PASSAGE SHOWN Start Marker

Grande Market Square, a three-story office building built as part of Burnsville's ambitious Heart of the City redevelopment project, has tumbled into foreclosure.
The largely vacant property was developed by Sherman Associates Inc. at Burnsville Parkway and Nicollet Avenue -- an intersection once considered the city's downtown before losing its luster after Burnsville Center was built near County Road 42. The Heart of the City development was designed to revitalize the area with offices, stores, restaurants, housing, a park and a performance center.
Grande Market Place, a retail and apartment complex next to the office building that also was built by Sherman, is not included in the foreclosure.
Founded in 1979, Sherman has had a role in several high-profile developments in the Twin Cities, including the Midtown Exchange apartments and loft condominiums in Minneapolis' former Sears, Roebuck building. Representatives of the Minneapolis company, including founder George Sherman, declined to comment on the Grande Market Square foreclosure.
Dakota County property records show a foreclosure sale Aug. 9 for $2 million to a business entity of Rialto Capital Advisors, a New York investment firm. Sherman owed more than $4.6 million, including principal, interest, taxes and other fees, on the original mortgage of $3.5 million.
Completed in 2004, the office property has struggled to attract and retain tenants. Its ground floor has two tenants, Jensen's Cafe and Ficus & Fig, but a third space once occupied by a floral shop is empty. Only about half the third floor is filled by a title company.
Meanwhile, the second floor is totally vacant. Two tenants have occupied and moved out of the space, which was designed to serve as a cooking school and banquet facility.
Skip Nienhaus, Burnsville's economic development coordinator, said he believes the building's woes aren't that unusual, given the economic downturn that sapped demand for commercial space. "Sherman faced the same thing that just about every developer in the Twin Cities has faced in the last few years," Nienhaus said.
Even so, the building's vacancy rate is well above average for comparable south-metro office properties and higher than older, lower-tier office buildings in Burnsville. A marketing brochure for Grande Market Square by Colliers International, recently hired to market the building, says it is about 35 percent vacant. That compares with a 16 percent average vacancy rate for comparable south-metro office buildings, according to research from Cushman & Wakefield/Northmarq. The firm's research also shows only a couple of Burnsville office properties with more than 35 percent of their space unfilled.

PASSAGE SHOWN End Marker
EXTRACTED MATERIAL Start Marker

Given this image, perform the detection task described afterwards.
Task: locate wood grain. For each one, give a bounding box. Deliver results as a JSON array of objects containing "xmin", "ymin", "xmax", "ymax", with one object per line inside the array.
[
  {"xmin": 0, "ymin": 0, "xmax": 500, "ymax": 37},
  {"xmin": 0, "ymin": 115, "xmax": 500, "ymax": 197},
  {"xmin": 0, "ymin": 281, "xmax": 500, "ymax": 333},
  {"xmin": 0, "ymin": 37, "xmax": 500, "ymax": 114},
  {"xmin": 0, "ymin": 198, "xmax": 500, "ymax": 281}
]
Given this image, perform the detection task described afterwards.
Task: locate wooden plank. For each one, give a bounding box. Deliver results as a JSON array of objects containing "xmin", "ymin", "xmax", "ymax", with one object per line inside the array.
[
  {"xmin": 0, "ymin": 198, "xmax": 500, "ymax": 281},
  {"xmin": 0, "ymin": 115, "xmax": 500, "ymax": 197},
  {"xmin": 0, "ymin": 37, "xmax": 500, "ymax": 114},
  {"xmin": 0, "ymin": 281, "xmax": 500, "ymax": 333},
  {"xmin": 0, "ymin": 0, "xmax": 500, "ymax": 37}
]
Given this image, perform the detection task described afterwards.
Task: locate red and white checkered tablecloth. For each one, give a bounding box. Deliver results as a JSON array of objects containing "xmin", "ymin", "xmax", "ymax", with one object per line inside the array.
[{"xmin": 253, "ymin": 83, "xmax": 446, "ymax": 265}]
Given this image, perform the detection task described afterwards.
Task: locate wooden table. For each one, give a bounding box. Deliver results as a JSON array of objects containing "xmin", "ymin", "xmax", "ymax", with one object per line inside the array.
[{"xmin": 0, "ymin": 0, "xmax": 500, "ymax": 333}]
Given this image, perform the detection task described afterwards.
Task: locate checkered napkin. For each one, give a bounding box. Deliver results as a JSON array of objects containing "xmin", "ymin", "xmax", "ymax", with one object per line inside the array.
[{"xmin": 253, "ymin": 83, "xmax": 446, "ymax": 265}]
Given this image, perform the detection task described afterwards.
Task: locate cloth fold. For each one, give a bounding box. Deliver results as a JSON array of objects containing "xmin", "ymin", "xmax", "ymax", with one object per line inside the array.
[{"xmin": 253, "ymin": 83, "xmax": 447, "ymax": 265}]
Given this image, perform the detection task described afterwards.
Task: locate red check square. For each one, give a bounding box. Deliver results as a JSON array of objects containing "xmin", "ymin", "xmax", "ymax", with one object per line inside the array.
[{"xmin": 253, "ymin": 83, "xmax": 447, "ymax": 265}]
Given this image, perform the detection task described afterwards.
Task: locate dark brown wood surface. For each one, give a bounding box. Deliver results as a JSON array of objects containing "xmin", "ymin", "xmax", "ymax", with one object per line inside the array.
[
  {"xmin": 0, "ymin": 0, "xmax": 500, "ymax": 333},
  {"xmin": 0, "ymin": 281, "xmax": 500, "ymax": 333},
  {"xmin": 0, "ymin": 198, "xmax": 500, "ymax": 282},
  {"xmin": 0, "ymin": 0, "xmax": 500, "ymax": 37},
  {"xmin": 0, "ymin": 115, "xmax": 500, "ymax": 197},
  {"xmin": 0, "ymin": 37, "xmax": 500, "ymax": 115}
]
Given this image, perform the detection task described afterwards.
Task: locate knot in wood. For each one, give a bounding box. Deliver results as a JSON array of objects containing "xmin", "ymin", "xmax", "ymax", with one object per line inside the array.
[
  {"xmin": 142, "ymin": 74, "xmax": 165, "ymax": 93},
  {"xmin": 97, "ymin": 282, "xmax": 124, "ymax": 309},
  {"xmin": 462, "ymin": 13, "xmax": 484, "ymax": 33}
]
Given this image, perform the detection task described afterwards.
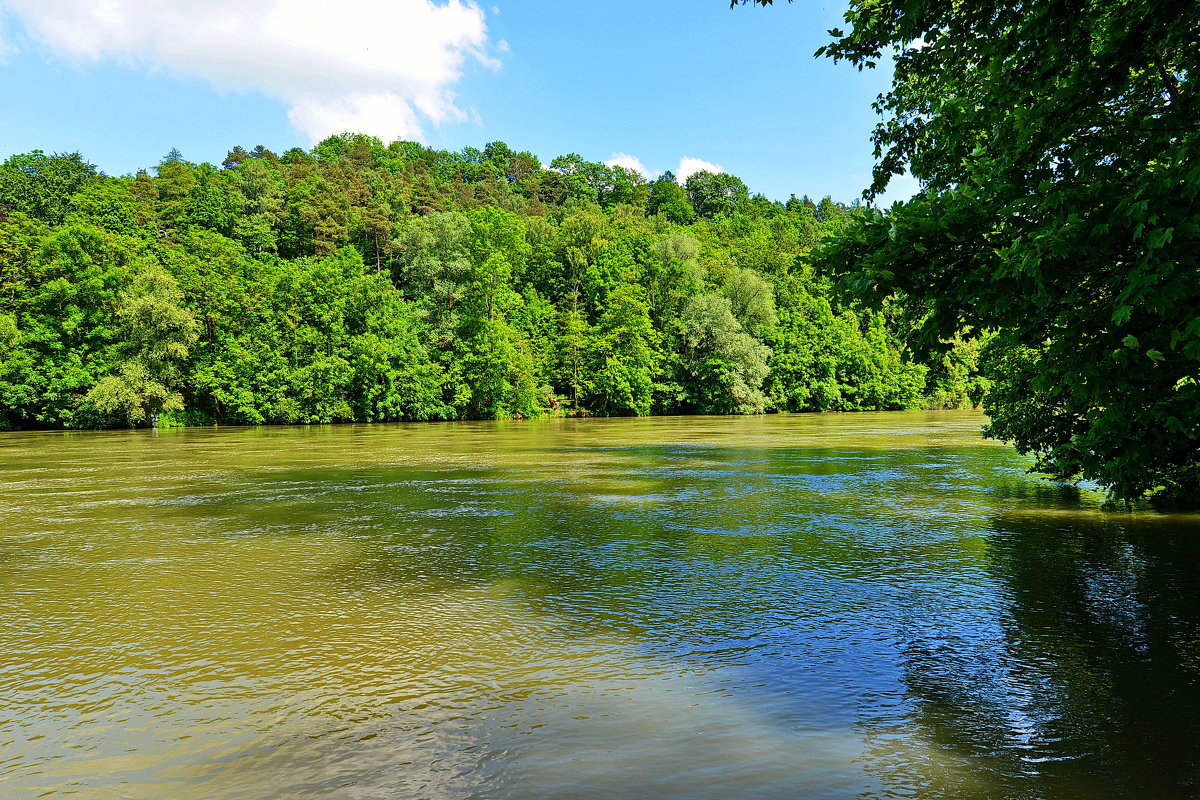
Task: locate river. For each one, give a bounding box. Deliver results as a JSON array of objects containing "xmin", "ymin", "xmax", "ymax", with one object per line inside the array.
[{"xmin": 0, "ymin": 413, "xmax": 1200, "ymax": 800}]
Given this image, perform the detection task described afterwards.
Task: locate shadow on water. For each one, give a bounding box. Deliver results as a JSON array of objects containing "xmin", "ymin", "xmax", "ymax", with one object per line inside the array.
[
  {"xmin": 9, "ymin": 415, "xmax": 1200, "ymax": 800},
  {"xmin": 875, "ymin": 506, "xmax": 1200, "ymax": 800}
]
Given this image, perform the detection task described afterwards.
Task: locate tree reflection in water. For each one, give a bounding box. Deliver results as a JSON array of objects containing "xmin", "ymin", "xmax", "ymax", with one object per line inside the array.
[{"xmin": 866, "ymin": 497, "xmax": 1200, "ymax": 800}]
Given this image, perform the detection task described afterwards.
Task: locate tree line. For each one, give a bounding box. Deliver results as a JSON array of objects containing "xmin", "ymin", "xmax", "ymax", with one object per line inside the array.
[{"xmin": 0, "ymin": 140, "xmax": 980, "ymax": 428}]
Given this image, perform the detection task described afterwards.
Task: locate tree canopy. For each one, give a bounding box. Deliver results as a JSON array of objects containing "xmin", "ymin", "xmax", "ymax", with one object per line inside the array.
[
  {"xmin": 734, "ymin": 0, "xmax": 1200, "ymax": 501},
  {"xmin": 0, "ymin": 134, "xmax": 976, "ymax": 427}
]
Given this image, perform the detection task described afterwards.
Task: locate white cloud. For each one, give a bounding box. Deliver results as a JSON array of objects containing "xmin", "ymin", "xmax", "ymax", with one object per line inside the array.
[
  {"xmin": 676, "ymin": 156, "xmax": 725, "ymax": 184},
  {"xmin": 0, "ymin": 0, "xmax": 499, "ymax": 142},
  {"xmin": 604, "ymin": 152, "xmax": 658, "ymax": 180}
]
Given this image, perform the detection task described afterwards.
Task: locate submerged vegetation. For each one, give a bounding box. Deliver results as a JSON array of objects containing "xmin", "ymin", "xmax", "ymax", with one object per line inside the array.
[{"xmin": 0, "ymin": 140, "xmax": 978, "ymax": 427}]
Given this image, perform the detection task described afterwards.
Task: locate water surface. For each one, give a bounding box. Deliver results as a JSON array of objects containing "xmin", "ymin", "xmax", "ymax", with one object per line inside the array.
[{"xmin": 0, "ymin": 413, "xmax": 1200, "ymax": 800}]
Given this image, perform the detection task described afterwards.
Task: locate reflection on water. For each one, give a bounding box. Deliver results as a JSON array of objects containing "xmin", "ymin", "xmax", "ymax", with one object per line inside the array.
[{"xmin": 0, "ymin": 413, "xmax": 1200, "ymax": 800}]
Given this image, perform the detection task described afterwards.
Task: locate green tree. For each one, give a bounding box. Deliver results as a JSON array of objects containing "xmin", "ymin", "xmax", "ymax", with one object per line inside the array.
[
  {"xmin": 679, "ymin": 294, "xmax": 770, "ymax": 414},
  {"xmin": 83, "ymin": 265, "xmax": 197, "ymax": 427},
  {"xmin": 0, "ymin": 150, "xmax": 98, "ymax": 225},
  {"xmin": 684, "ymin": 169, "xmax": 750, "ymax": 217},
  {"xmin": 739, "ymin": 0, "xmax": 1200, "ymax": 503},
  {"xmin": 584, "ymin": 281, "xmax": 660, "ymax": 416}
]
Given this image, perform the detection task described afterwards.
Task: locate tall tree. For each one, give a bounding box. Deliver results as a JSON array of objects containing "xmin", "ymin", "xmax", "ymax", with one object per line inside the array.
[{"xmin": 734, "ymin": 0, "xmax": 1200, "ymax": 501}]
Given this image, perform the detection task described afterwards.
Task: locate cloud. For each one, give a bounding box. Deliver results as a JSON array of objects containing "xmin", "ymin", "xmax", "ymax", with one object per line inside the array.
[
  {"xmin": 604, "ymin": 152, "xmax": 658, "ymax": 180},
  {"xmin": 0, "ymin": 0, "xmax": 499, "ymax": 142},
  {"xmin": 676, "ymin": 156, "xmax": 725, "ymax": 184}
]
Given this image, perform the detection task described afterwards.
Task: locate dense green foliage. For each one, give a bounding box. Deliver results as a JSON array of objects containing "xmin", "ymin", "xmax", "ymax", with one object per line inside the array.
[
  {"xmin": 0, "ymin": 140, "xmax": 971, "ymax": 427},
  {"xmin": 739, "ymin": 0, "xmax": 1200, "ymax": 501}
]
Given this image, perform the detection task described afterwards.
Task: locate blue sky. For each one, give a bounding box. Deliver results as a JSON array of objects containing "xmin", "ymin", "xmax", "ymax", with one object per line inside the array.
[{"xmin": 0, "ymin": 0, "xmax": 911, "ymax": 206}]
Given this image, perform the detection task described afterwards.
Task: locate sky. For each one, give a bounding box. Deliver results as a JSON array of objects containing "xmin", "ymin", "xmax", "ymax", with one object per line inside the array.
[{"xmin": 0, "ymin": 0, "xmax": 914, "ymax": 205}]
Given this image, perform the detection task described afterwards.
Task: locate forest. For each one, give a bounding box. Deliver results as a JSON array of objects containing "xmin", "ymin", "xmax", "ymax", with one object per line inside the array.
[{"xmin": 0, "ymin": 140, "xmax": 986, "ymax": 428}]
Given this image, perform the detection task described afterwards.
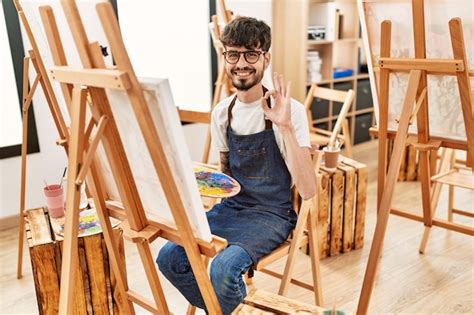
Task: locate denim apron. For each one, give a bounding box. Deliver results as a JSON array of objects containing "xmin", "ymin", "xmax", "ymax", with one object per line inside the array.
[{"xmin": 207, "ymin": 88, "xmax": 296, "ymax": 263}]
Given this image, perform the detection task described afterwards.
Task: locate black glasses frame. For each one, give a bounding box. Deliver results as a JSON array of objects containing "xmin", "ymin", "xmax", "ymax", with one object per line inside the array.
[{"xmin": 222, "ymin": 50, "xmax": 267, "ymax": 65}]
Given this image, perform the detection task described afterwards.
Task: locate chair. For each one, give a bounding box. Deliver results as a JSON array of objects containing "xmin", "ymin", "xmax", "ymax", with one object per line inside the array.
[
  {"xmin": 304, "ymin": 83, "xmax": 354, "ymax": 158},
  {"xmin": 419, "ymin": 148, "xmax": 474, "ymax": 254},
  {"xmin": 246, "ymin": 151, "xmax": 323, "ymax": 305}
]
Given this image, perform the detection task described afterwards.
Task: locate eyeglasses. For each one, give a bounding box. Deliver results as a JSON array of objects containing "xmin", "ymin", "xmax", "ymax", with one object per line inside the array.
[{"xmin": 222, "ymin": 50, "xmax": 266, "ymax": 65}]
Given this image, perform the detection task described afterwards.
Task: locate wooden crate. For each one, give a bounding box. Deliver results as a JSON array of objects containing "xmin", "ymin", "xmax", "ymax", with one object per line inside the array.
[
  {"xmin": 25, "ymin": 208, "xmax": 124, "ymax": 314},
  {"xmin": 315, "ymin": 157, "xmax": 367, "ymax": 258},
  {"xmin": 232, "ymin": 290, "xmax": 325, "ymax": 315}
]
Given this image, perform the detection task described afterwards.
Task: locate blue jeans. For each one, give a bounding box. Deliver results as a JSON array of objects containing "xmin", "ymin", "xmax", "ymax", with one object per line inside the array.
[{"xmin": 156, "ymin": 242, "xmax": 253, "ymax": 315}]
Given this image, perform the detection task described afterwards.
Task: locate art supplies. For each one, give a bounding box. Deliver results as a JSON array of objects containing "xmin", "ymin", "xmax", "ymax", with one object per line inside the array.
[
  {"xmin": 323, "ymin": 146, "xmax": 341, "ymax": 171},
  {"xmin": 193, "ymin": 165, "xmax": 240, "ymax": 198},
  {"xmin": 43, "ymin": 185, "xmax": 64, "ymax": 218},
  {"xmin": 59, "ymin": 166, "xmax": 67, "ymax": 187},
  {"xmin": 50, "ymin": 208, "xmax": 120, "ymax": 237}
]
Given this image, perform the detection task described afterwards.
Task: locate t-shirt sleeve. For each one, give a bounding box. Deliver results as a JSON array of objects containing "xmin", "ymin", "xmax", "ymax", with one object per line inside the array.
[
  {"xmin": 291, "ymin": 100, "xmax": 311, "ymax": 148},
  {"xmin": 211, "ymin": 103, "xmax": 229, "ymax": 152}
]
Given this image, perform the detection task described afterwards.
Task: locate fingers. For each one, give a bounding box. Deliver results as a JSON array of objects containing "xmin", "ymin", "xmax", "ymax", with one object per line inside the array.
[
  {"xmin": 273, "ymin": 72, "xmax": 281, "ymax": 92},
  {"xmin": 273, "ymin": 72, "xmax": 290, "ymax": 97},
  {"xmin": 285, "ymin": 81, "xmax": 291, "ymax": 98}
]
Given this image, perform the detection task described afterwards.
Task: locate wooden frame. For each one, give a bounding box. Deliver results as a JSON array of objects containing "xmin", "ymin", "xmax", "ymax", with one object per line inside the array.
[
  {"xmin": 357, "ymin": 0, "xmax": 474, "ymax": 314},
  {"xmin": 246, "ymin": 151, "xmax": 323, "ymax": 306},
  {"xmin": 18, "ymin": 0, "xmax": 231, "ymax": 314},
  {"xmin": 304, "ymin": 83, "xmax": 355, "ymax": 158},
  {"xmin": 14, "ymin": 0, "xmax": 69, "ymax": 279}
]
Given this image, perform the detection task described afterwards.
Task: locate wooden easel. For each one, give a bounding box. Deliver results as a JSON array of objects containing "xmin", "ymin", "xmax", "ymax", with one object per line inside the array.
[
  {"xmin": 20, "ymin": 0, "xmax": 227, "ymax": 314},
  {"xmin": 202, "ymin": 13, "xmax": 232, "ymax": 163},
  {"xmin": 14, "ymin": 0, "xmax": 69, "ymax": 279},
  {"xmin": 357, "ymin": 0, "xmax": 474, "ymax": 314}
]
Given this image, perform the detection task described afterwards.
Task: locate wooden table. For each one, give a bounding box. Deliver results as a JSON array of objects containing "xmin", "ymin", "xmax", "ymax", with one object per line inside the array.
[{"xmin": 25, "ymin": 208, "xmax": 124, "ymax": 314}]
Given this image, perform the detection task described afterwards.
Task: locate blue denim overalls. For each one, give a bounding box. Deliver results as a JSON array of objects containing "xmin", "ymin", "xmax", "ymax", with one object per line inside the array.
[
  {"xmin": 156, "ymin": 88, "xmax": 296, "ymax": 314},
  {"xmin": 207, "ymin": 88, "xmax": 296, "ymax": 263}
]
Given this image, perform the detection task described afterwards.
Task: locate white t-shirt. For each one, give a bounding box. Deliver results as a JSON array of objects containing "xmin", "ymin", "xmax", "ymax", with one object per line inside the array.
[{"xmin": 211, "ymin": 94, "xmax": 311, "ymax": 160}]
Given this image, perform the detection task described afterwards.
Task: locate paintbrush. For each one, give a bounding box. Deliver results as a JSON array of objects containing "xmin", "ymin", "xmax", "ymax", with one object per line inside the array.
[{"xmin": 59, "ymin": 166, "xmax": 67, "ymax": 188}]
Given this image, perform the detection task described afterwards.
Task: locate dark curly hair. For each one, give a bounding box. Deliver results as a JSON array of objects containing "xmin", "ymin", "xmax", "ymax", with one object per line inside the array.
[{"xmin": 221, "ymin": 16, "xmax": 272, "ymax": 51}]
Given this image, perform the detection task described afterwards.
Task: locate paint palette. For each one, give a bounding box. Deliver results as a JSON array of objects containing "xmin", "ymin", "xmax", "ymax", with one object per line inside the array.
[
  {"xmin": 51, "ymin": 208, "xmax": 120, "ymax": 237},
  {"xmin": 193, "ymin": 164, "xmax": 240, "ymax": 198}
]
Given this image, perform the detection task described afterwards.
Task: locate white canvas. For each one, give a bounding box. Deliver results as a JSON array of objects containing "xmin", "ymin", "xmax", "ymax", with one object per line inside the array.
[
  {"xmin": 21, "ymin": 0, "xmax": 211, "ymax": 241},
  {"xmin": 358, "ymin": 0, "xmax": 474, "ymax": 141}
]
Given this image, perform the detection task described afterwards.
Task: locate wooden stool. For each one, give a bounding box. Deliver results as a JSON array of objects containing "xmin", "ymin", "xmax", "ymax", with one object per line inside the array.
[{"xmin": 232, "ymin": 290, "xmax": 325, "ymax": 315}]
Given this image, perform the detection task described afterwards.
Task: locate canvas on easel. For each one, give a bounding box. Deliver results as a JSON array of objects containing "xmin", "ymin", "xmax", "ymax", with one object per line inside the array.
[
  {"xmin": 22, "ymin": 0, "xmax": 231, "ymax": 314},
  {"xmin": 357, "ymin": 0, "xmax": 474, "ymax": 314}
]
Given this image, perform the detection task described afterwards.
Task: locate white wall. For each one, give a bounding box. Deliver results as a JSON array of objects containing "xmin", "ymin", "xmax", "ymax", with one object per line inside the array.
[{"xmin": 0, "ymin": 2, "xmax": 21, "ymax": 147}]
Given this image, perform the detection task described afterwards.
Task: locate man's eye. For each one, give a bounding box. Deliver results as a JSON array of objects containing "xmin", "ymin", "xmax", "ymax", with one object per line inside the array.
[{"xmin": 247, "ymin": 51, "xmax": 258, "ymax": 59}]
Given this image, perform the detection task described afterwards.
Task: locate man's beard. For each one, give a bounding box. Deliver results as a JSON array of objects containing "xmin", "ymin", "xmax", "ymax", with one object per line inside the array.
[{"xmin": 231, "ymin": 69, "xmax": 263, "ymax": 91}]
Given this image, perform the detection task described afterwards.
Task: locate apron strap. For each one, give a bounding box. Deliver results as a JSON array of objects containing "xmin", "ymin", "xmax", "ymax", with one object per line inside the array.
[{"xmin": 227, "ymin": 85, "xmax": 273, "ymax": 130}]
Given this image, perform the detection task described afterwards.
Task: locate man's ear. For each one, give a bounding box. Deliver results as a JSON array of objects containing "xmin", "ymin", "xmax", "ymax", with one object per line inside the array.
[{"xmin": 263, "ymin": 52, "xmax": 272, "ymax": 70}]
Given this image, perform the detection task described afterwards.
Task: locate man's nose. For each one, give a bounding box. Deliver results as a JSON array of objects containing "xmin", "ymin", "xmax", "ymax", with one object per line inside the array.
[{"xmin": 237, "ymin": 54, "xmax": 248, "ymax": 67}]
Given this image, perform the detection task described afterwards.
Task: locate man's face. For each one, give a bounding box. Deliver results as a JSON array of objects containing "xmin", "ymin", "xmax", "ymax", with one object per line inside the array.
[{"xmin": 225, "ymin": 46, "xmax": 270, "ymax": 91}]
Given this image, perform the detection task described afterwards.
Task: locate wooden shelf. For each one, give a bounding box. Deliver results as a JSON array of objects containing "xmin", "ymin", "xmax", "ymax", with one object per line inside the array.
[
  {"xmin": 312, "ymin": 73, "xmax": 369, "ymax": 87},
  {"xmin": 308, "ymin": 38, "xmax": 360, "ymax": 46},
  {"xmin": 272, "ymin": 0, "xmax": 374, "ymax": 145}
]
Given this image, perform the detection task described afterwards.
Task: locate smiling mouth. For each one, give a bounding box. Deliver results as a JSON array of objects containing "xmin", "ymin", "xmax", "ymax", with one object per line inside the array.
[{"xmin": 232, "ymin": 69, "xmax": 255, "ymax": 79}]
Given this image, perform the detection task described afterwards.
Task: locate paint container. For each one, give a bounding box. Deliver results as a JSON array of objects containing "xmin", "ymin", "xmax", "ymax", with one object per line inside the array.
[
  {"xmin": 43, "ymin": 185, "xmax": 64, "ymax": 218},
  {"xmin": 323, "ymin": 147, "xmax": 341, "ymax": 172}
]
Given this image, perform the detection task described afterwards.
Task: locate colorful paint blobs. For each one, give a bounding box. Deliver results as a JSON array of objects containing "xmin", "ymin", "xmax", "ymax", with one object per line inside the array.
[
  {"xmin": 56, "ymin": 209, "xmax": 120, "ymax": 237},
  {"xmin": 194, "ymin": 166, "xmax": 240, "ymax": 198}
]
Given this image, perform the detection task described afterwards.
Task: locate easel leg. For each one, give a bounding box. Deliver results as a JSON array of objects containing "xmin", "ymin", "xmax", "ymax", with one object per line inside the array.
[
  {"xmin": 137, "ymin": 241, "xmax": 169, "ymax": 314},
  {"xmin": 419, "ymin": 149, "xmax": 452, "ymax": 254},
  {"xmin": 278, "ymin": 199, "xmax": 312, "ymax": 295},
  {"xmin": 357, "ymin": 70, "xmax": 421, "ymax": 315},
  {"xmin": 342, "ymin": 118, "xmax": 352, "ymax": 159},
  {"xmin": 16, "ymin": 56, "xmax": 41, "ymax": 279},
  {"xmin": 87, "ymin": 164, "xmax": 135, "ymax": 314},
  {"xmin": 59, "ymin": 87, "xmax": 87, "ymax": 315},
  {"xmin": 16, "ymin": 57, "xmax": 30, "ymax": 279},
  {"xmin": 377, "ymin": 21, "xmax": 392, "ymax": 209},
  {"xmin": 308, "ymin": 190, "xmax": 324, "ymax": 306},
  {"xmin": 448, "ymin": 150, "xmax": 456, "ymax": 222}
]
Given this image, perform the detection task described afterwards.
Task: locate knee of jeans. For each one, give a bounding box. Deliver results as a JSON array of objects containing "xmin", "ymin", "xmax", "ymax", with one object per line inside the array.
[
  {"xmin": 156, "ymin": 242, "xmax": 191, "ymax": 276},
  {"xmin": 211, "ymin": 249, "xmax": 247, "ymax": 294}
]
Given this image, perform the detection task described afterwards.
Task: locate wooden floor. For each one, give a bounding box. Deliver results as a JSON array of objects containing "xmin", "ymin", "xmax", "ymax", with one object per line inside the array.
[{"xmin": 0, "ymin": 142, "xmax": 474, "ymax": 314}]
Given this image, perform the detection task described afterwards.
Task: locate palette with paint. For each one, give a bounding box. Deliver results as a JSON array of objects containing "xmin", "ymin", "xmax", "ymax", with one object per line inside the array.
[{"xmin": 193, "ymin": 164, "xmax": 240, "ymax": 198}]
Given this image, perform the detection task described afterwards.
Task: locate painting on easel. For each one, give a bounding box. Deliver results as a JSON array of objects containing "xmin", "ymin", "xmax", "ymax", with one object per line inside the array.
[
  {"xmin": 359, "ymin": 0, "xmax": 474, "ymax": 141},
  {"xmin": 21, "ymin": 0, "xmax": 211, "ymax": 241}
]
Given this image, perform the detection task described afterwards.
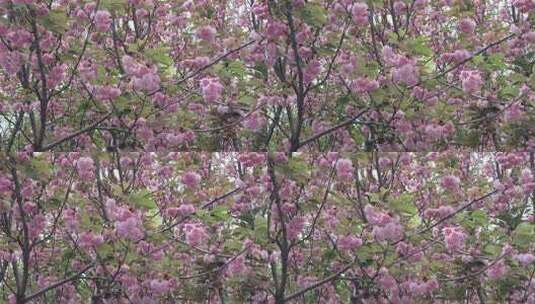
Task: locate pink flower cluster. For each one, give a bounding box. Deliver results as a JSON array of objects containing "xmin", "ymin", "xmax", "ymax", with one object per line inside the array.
[
  {"xmin": 487, "ymin": 259, "xmax": 507, "ymax": 280},
  {"xmin": 95, "ymin": 10, "xmax": 112, "ymax": 32},
  {"xmin": 392, "ymin": 62, "xmax": 419, "ymax": 86},
  {"xmin": 459, "ymin": 18, "xmax": 476, "ymax": 34},
  {"xmin": 514, "ymin": 253, "xmax": 535, "ymax": 267},
  {"xmin": 197, "ymin": 25, "xmax": 217, "ymax": 43},
  {"xmin": 336, "ymin": 158, "xmax": 355, "ymax": 182},
  {"xmin": 364, "ymin": 205, "xmax": 403, "ymax": 242},
  {"xmin": 184, "ymin": 224, "xmax": 208, "ymax": 246},
  {"xmin": 149, "ymin": 279, "xmax": 173, "ymax": 295},
  {"xmin": 404, "ymin": 279, "xmax": 439, "ymax": 295},
  {"xmin": 266, "ymin": 20, "xmax": 286, "ymax": 40},
  {"xmin": 95, "ymin": 85, "xmax": 121, "ymax": 101},
  {"xmin": 115, "ymin": 213, "xmax": 144, "ymax": 241},
  {"xmin": 442, "ymin": 227, "xmax": 466, "ymax": 252},
  {"xmin": 351, "ymin": 2, "xmax": 368, "ymax": 26},
  {"xmin": 352, "ymin": 77, "xmax": 379, "ymax": 93},
  {"xmin": 459, "ymin": 70, "xmax": 483, "ymax": 94},
  {"xmin": 121, "ymin": 55, "xmax": 160, "ymax": 93},
  {"xmin": 76, "ymin": 157, "xmax": 95, "ymax": 180},
  {"xmin": 46, "ymin": 64, "xmax": 67, "ymax": 88},
  {"xmin": 181, "ymin": 171, "xmax": 201, "ymax": 189},
  {"xmin": 424, "ymin": 206, "xmax": 455, "ymax": 219},
  {"xmin": 336, "ymin": 235, "xmax": 362, "ymax": 251},
  {"xmin": 78, "ymin": 232, "xmax": 104, "ymax": 249},
  {"xmin": 200, "ymin": 77, "xmax": 225, "ymax": 102},
  {"xmin": 440, "ymin": 175, "xmax": 461, "ymax": 192},
  {"xmin": 286, "ymin": 216, "xmax": 305, "ymax": 240}
]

EXTRACTED MATERIAL End Marker

▸ **WHAT YOU NEED TO DO**:
a - Which dollar amounts does the article on the Grande Market Square foreclosure mention?
b - Carry the article on the Grande Market Square foreclosure forward, starting after its last sentence.

▸ **RESULTS OF THE EXERCISE**:
a -
- $2 million
- More than $4.6 million
- $3.5 million

b -
Steve Shepherd, leasing agent for Colliers, said he already has shown the building to some prospective tenants. He said filling the second-floor space is probably the biggest challenge. "There still is the question of whether [a banquet facility] is the highest and best use of that space," he said.
Sherman's Grande Market Place also has struggled to land tenants for its ground-floor retail space. Most of it is unfinished and unfilled. Nienhaus said Sherman envisioned having two restaurants occupy large blocks of space, eventually setting that plan aside after securing Anytime Fitness as a large tenant.
Nienhaus said he is hopeful, given the overall improvement in the economy as well as the addition of a CVS pharmacy scheduled to open this fall across Nicollet Avenue from the office building.
"Once the CVS goes in, that changes the dynamic," he said. "We've seen that happen before. When Cub went in, it drove traffic to the area. Anytime you get another big component like that, it drives traffic and benefits other retail and offices in the surrounding area."
Changes are also coming across Burnsville Parkway from Grande Market Square. Tenants of the two-story Parkway Place office building, which includes offices of U.S. Rep. John Kline, the Burnsville Chamber of Commerce and the Star Tribune, have been told to move out by Oct. 31. Representatives of Pinehurst Properties, which owns the building, declined to comment on redevelopment plans for the site.